■ **What you should do**
Rewrite the data from the line containing "Task: each instance of the shirt" through the line containing "Query: white sock", replacing "marker" with "point" and leaving everything else unchanged.

■ **Dataset records**
+ + + + + + +

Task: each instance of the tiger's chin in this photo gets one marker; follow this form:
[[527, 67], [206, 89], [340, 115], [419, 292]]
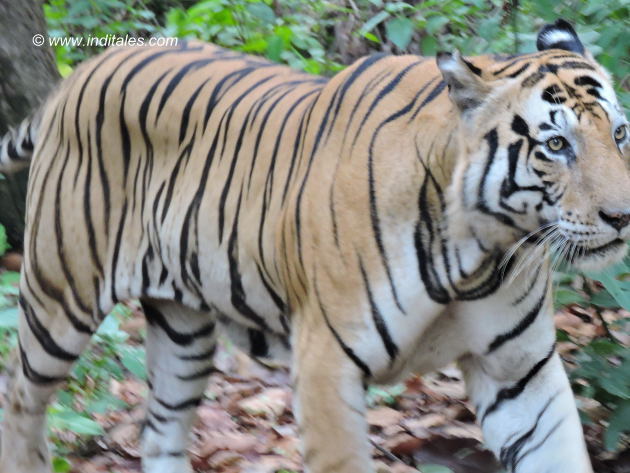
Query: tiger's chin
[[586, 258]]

+ + + + + + +

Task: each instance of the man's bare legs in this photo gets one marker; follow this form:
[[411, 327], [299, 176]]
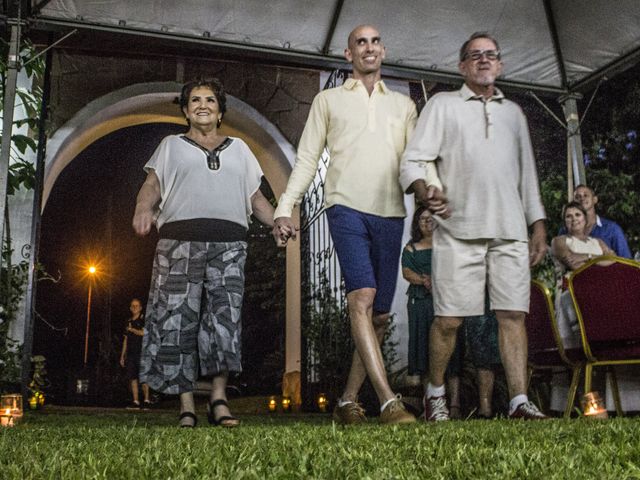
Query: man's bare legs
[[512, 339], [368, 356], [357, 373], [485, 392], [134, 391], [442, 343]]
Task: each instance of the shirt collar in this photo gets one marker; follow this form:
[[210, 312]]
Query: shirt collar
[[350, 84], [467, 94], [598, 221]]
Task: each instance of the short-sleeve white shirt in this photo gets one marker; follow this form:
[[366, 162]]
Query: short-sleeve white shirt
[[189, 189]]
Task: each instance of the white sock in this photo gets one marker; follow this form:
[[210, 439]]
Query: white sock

+ + + + + + +

■ **Answer for this exercise**
Task: each instance of the shirt collar in this photo gets one point; follow this form:
[[210, 312]]
Query: shirt collar
[[350, 84], [467, 94], [598, 221]]
Task: each instance of the short-sleeve white shirt in this photo gets one point; follow this form:
[[366, 162]]
Query: short-sleeve white shirt
[[189, 189]]
Task: each instance of the white sock in this photo gets one point; follow this form:
[[210, 439]]
Query: white sock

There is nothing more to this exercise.